The entries are to be duplicated exactly, with nothing left out.

:: Information ::

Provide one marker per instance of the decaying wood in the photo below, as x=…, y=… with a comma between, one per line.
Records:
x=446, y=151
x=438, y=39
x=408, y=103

:::

> _Your response_:
Provide one marker per instance of the decaying wood in the photo below, as x=…, y=… with a comma between, one per line.
Records:
x=446, y=151
x=438, y=39
x=408, y=103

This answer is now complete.